Given instruction: Lay out every line of the rows below as a JSON list of strings, one string per line, with blank lines omitted.

Extracted data entries:
◇ ◇ ◇ ◇ ◇
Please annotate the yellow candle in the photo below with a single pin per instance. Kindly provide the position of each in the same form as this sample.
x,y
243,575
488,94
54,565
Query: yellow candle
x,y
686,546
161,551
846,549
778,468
◇ ◇ ◇ ◇ ◇
Expected answer:
[
  "Please annotate the yellow candle in the photo below with a single pin per instance. Kindly provide the position of each in the same form as this sample.",
  "x,y",
  "243,575",
  "488,94",
  "54,565",
  "Query: yellow candle",
  "x,y",
  "686,546",
  "161,551",
  "846,549",
  "778,468"
]